What the exercise asks:
Return the lines beginning at the one that contains "The service MUST return one point per instance of the fender" and continuing to the end of the entries, including both ends, exactly as written and nothing else.

Given information:
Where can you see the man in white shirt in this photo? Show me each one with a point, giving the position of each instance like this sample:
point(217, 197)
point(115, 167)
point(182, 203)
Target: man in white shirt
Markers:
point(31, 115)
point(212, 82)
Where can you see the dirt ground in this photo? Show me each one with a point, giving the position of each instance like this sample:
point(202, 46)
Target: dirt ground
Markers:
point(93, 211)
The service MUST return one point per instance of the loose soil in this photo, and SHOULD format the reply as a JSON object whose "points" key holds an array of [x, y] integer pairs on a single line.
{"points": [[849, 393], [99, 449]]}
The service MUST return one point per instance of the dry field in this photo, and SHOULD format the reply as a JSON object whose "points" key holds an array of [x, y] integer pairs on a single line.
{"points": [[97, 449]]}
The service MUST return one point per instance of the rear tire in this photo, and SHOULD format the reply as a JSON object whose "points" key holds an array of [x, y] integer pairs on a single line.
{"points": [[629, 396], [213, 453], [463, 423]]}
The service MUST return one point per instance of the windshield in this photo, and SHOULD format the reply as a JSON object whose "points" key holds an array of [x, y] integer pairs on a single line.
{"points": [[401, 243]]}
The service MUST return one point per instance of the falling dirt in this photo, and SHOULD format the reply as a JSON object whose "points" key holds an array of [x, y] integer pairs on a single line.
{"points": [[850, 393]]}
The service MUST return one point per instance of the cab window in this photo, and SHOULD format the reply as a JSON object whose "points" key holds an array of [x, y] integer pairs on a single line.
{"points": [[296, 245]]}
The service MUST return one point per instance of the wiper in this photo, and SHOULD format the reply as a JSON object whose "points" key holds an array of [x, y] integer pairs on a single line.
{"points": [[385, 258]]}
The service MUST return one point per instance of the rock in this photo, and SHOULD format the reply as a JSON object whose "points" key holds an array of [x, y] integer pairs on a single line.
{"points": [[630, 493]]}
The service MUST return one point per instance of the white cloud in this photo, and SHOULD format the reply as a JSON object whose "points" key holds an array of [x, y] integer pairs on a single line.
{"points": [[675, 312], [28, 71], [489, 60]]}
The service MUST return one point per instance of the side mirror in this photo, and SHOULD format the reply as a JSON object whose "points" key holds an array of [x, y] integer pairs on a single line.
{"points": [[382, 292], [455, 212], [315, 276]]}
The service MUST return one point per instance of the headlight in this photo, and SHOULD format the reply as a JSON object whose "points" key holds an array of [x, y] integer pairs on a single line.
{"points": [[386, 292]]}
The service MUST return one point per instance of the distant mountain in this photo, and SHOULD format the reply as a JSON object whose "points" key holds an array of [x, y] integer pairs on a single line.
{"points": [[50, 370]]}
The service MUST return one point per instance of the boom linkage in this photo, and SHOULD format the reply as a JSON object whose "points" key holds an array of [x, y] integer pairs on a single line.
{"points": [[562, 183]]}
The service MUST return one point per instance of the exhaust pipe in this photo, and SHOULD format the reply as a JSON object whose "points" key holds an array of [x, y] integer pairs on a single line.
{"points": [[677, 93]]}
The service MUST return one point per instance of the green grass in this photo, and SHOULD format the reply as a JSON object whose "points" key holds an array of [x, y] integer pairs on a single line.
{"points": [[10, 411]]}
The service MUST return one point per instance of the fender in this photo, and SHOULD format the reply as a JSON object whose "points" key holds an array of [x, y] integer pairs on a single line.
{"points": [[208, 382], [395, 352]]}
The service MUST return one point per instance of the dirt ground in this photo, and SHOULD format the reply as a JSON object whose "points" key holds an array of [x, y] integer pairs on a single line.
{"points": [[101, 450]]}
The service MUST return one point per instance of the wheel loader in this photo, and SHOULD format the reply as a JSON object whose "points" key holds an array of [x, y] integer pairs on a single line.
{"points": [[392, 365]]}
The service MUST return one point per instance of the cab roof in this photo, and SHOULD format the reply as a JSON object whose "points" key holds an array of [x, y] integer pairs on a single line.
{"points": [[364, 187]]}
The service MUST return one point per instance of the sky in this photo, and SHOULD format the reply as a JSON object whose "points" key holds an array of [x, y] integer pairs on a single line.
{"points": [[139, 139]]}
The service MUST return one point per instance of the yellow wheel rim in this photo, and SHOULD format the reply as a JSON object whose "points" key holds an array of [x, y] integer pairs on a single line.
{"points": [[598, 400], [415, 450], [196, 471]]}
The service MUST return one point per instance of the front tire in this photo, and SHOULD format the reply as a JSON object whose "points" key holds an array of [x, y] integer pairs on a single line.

Task answer:
The service MUST return one point per instance of the fender in this photo, and SHOULD format the reply as a JSON object whose "points" key holds an array of [x, y] integer pairs on a single line.
{"points": [[208, 382], [395, 352]]}
The service MUST return one point per instance of the dirt ground in this photo, and SHOULD format the reply as a JSON object whose "points" key holds an array of [x, y] integer pairs on a single line.
{"points": [[101, 450]]}
The service MUST return one point per instance of the wheel loader in this photo, and SHOULD format the reply as a JSON object whose "points" key holds an array of [x, y] integer pairs on a single line.
{"points": [[392, 365]]}
The service MUST return one point per instance of the cab roof in this photo, and SHOULD format the reply as a JSON object whose "points" key holds an array of [x, y] integer pairs on a single line.
{"points": [[364, 187]]}
The service MUST return one point per instance of the sky in this photo, and SHOULD format the reply as a JSON object whose "points" key holds an array of [x, y] integer pairs on a single line.
{"points": [[139, 139]]}
The service MUST return one point per instance of the yellow wheel rim in this photo, and SHOULD format the reply as a JSON object whose "points" key holds an array of [x, y] integer pairs on a single line.
{"points": [[598, 400], [415, 450], [196, 471]]}
The service MUST return one point per instance of the front tire in this photo, and SHOULD format the reply as a JSON object whose "points" key holds an array of [x, y] integer pairs on a single line.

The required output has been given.